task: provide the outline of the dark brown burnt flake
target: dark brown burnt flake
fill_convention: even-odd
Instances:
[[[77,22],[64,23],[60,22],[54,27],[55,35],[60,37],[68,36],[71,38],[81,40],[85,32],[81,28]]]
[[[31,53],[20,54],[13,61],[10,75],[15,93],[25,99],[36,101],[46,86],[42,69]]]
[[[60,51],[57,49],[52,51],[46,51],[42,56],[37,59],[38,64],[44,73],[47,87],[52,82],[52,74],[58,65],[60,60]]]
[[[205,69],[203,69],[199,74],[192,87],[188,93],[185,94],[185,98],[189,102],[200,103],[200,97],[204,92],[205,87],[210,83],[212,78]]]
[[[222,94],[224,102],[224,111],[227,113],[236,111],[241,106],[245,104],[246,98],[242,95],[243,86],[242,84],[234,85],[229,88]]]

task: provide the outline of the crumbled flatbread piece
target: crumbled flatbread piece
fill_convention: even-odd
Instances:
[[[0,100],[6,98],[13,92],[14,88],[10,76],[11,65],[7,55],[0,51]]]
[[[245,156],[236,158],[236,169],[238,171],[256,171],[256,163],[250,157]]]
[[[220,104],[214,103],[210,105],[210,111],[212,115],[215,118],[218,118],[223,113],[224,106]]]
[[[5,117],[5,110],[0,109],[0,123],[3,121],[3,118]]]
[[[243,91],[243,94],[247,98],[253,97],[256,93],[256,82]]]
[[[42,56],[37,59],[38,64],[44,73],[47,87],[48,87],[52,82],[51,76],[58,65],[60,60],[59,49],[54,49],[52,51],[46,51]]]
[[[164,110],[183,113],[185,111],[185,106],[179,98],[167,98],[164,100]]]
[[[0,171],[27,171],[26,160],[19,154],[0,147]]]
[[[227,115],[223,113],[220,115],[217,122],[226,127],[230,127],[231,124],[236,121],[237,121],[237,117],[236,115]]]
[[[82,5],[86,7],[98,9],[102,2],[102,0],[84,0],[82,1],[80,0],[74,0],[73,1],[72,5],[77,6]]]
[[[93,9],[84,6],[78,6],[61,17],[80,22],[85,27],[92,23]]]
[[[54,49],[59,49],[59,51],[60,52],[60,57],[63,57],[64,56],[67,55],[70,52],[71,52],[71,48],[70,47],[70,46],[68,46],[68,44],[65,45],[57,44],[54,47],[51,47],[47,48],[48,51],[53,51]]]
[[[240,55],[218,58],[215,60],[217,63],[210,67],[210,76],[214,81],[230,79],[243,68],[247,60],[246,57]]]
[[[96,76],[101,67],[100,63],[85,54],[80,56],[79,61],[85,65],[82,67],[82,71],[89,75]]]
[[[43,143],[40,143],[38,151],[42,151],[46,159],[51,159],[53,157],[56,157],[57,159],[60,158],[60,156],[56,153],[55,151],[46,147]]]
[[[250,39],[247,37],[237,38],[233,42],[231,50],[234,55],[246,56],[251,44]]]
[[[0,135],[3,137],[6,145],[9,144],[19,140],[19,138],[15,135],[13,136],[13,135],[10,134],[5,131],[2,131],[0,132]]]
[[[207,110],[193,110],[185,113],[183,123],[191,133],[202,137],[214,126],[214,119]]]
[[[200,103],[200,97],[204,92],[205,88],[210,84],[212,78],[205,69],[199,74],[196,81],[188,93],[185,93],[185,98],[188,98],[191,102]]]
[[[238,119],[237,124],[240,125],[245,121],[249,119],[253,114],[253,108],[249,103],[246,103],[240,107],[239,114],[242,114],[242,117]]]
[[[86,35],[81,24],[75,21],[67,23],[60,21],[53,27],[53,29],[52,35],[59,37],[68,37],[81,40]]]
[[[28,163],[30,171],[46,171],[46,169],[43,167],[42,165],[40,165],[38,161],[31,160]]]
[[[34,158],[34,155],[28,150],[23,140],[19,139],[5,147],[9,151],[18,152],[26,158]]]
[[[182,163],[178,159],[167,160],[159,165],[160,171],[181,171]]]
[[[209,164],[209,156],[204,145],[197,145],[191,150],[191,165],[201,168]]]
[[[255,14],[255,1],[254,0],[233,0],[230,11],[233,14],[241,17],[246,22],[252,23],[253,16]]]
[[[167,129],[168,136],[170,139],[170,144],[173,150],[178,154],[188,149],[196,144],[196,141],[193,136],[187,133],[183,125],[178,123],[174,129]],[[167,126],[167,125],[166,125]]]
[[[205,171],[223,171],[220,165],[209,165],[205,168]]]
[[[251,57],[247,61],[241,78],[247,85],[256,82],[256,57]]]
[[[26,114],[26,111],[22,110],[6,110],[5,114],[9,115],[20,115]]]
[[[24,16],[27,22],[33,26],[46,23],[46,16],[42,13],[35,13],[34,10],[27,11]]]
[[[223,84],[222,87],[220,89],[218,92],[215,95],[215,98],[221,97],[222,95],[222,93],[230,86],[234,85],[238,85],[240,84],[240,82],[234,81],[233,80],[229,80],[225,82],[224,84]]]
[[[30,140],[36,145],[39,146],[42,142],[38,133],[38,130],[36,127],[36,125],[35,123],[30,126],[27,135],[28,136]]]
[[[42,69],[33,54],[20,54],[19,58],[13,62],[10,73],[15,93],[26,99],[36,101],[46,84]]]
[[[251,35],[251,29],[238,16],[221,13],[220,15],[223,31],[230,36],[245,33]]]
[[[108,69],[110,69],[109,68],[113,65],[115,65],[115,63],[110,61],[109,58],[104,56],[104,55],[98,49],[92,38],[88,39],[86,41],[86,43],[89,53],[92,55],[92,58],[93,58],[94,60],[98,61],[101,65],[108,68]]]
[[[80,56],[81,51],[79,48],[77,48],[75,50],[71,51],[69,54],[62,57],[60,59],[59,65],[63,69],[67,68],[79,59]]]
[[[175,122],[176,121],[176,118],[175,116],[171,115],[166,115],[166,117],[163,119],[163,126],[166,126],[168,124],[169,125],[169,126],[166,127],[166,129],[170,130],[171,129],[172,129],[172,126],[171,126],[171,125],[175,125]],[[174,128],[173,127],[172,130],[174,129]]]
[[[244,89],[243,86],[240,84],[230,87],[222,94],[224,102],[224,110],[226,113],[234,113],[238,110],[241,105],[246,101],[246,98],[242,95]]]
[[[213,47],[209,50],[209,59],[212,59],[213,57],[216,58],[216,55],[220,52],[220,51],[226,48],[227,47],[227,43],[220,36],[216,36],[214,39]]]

++++++++++++++++++++

• [WHAT THIS TASK INVOLVES]
Rewrite the listing in full, replacing "crumbled flatbread piece" with "broken flatbread piece" and leaving everything else unchanged.

• [RESPONSE TO THIS EXERCISE]
task: provide the outline of the dark brown burnt flake
target: dark brown burnt flake
fill_convention: even-odd
Instances:
[[[77,22],[64,23],[60,22],[54,27],[55,35],[60,37],[68,36],[71,38],[81,40],[85,32],[81,28]]]
[[[31,53],[20,54],[13,61],[10,75],[15,93],[25,99],[36,101],[46,86],[42,69]]]
[[[60,51],[57,49],[52,51],[46,51],[42,56],[37,59],[38,64],[44,73],[47,87],[52,82],[52,74],[58,65],[60,60]]]
[[[205,69],[203,69],[199,74],[192,87],[188,93],[185,94],[185,98],[189,102],[200,103],[200,97],[204,92],[205,87],[210,83],[212,78]]]
[[[222,94],[224,102],[224,111],[227,113],[236,111],[241,106],[245,104],[246,98],[242,95],[243,86],[242,84],[234,85],[229,88]]]

task: provide the outline of the broken flatbread piece
target: broken flatbread piece
fill_convention: even-odd
Instances:
[[[0,100],[6,98],[13,92],[14,88],[10,76],[11,65],[7,55],[0,51]]]
[[[245,156],[236,158],[236,169],[238,171],[256,171],[256,163],[250,157]]]
[[[220,104],[214,103],[210,105],[210,111],[212,115],[215,118],[218,118],[223,113],[224,106]]]
[[[5,117],[5,110],[0,109],[0,123],[3,121],[3,118]]]
[[[243,91],[243,94],[247,98],[253,97],[256,93],[256,82]]]
[[[42,56],[37,59],[38,64],[44,73],[47,87],[48,87],[52,82],[51,76],[58,65],[60,60],[59,49],[54,49],[52,51],[46,51]]]
[[[164,110],[183,113],[185,111],[185,106],[179,98],[167,98],[164,100]]]
[[[0,171],[27,171],[26,160],[19,154],[0,147]]]
[[[227,115],[223,113],[220,115],[217,122],[226,127],[230,127],[231,124],[236,121],[237,121],[237,117],[236,115]]]
[[[82,5],[86,7],[98,9],[102,2],[102,0],[84,0],[82,1],[80,0],[74,0],[73,1],[72,5],[77,6]]]
[[[93,9],[84,6],[78,6],[61,17],[80,22],[85,27],[92,23]]]
[[[54,49],[59,49],[59,51],[60,52],[60,57],[63,57],[64,56],[67,55],[70,52],[71,52],[71,48],[70,47],[70,46],[68,46],[68,44],[65,45],[57,44],[54,47],[51,47],[47,48],[48,51],[53,51]]]
[[[240,55],[218,58],[215,60],[217,63],[210,67],[210,76],[214,81],[230,79],[243,68],[247,60],[246,57]]]
[[[96,76],[101,67],[100,63],[85,54],[80,56],[79,61],[85,65],[82,67],[82,71],[89,75]]]
[[[43,143],[40,143],[38,151],[42,151],[46,159],[51,159],[53,157],[56,157],[57,159],[60,158],[60,156],[56,153],[55,151],[46,147]]]
[[[250,39],[247,37],[237,38],[233,42],[231,50],[234,55],[246,56],[251,44]]]
[[[0,135],[3,137],[6,145],[9,144],[19,140],[19,138],[15,135],[13,136],[13,135],[10,134],[5,131],[2,131],[0,132]]]
[[[207,110],[193,110],[185,113],[183,123],[191,133],[202,137],[214,126],[214,119]]]
[[[200,103],[200,97],[204,92],[205,88],[210,84],[212,78],[205,69],[199,74],[196,81],[188,93],[185,93],[185,98],[188,98],[191,102]]]
[[[238,119],[237,124],[240,125],[245,121],[249,119],[253,114],[253,108],[249,103],[246,103],[240,107],[239,114],[242,114],[242,117]]]
[[[86,35],[81,24],[75,21],[67,23],[60,21],[53,27],[53,29],[52,35],[59,37],[68,37],[81,40]]]
[[[28,163],[30,171],[46,171],[46,169],[43,167],[42,165],[40,165],[38,161],[31,160]]]
[[[34,158],[34,155],[28,150],[23,140],[19,139],[5,147],[9,151],[18,152],[26,158]]]
[[[182,163],[178,159],[167,160],[159,165],[160,171],[181,171]]]
[[[209,164],[209,156],[204,145],[197,145],[191,150],[191,165],[201,168]]]
[[[255,14],[255,1],[254,0],[233,0],[230,11],[233,14],[241,17],[246,22],[252,23],[253,16]]]
[[[167,129],[168,136],[170,139],[170,144],[173,150],[178,154],[188,149],[196,144],[196,141],[193,136],[187,133],[183,125],[178,123],[174,129]],[[167,126],[167,125],[166,125]]]
[[[205,171],[223,171],[220,165],[209,165],[205,168]]]
[[[251,57],[247,61],[241,78],[247,85],[256,82],[256,57]]]
[[[26,114],[26,111],[22,110],[6,110],[5,114],[9,115],[20,115]]]
[[[24,16],[27,22],[33,26],[46,23],[46,16],[42,13],[35,13],[34,10],[27,11]]]
[[[223,84],[222,87],[220,89],[218,92],[215,95],[215,98],[221,97],[222,95],[222,93],[230,86],[234,85],[238,85],[240,84],[240,82],[234,81],[233,80],[229,80],[225,82],[224,84]]]
[[[30,140],[36,145],[39,146],[42,142],[38,133],[38,130],[36,127],[36,125],[35,123],[30,126],[27,135],[28,136]]]
[[[42,69],[33,54],[20,54],[19,58],[13,62],[10,73],[15,93],[26,99],[36,101],[46,84]]]
[[[251,35],[251,29],[238,16],[221,13],[220,15],[223,31],[230,36],[245,33]]]
[[[108,69],[110,69],[109,68],[113,65],[115,65],[115,63],[110,61],[109,58],[104,56],[104,55],[98,49],[92,38],[88,39],[86,41],[86,43],[89,53],[92,55],[92,58],[93,58],[94,60],[98,61],[101,65],[108,68]]]
[[[80,56],[81,51],[79,48],[77,48],[75,50],[71,51],[69,54],[62,57],[60,59],[59,65],[63,69],[67,68],[79,59]]]
[[[175,122],[176,121],[176,118],[175,116],[171,115],[166,115],[166,117],[163,119],[163,126],[166,126],[168,124],[169,125],[169,126],[166,127],[166,129],[170,130],[171,129],[172,129],[172,126],[171,126],[171,125],[175,125]],[[174,128],[173,127],[172,130],[174,129]]]
[[[244,89],[243,86],[240,84],[230,87],[222,94],[224,102],[224,110],[226,113],[234,113],[238,110],[241,105],[246,101],[246,98],[242,95]]]
[[[213,47],[209,50],[209,59],[212,59],[213,57],[216,58],[216,55],[220,52],[220,51],[226,48],[227,47],[227,43],[220,36],[216,36],[214,39]]]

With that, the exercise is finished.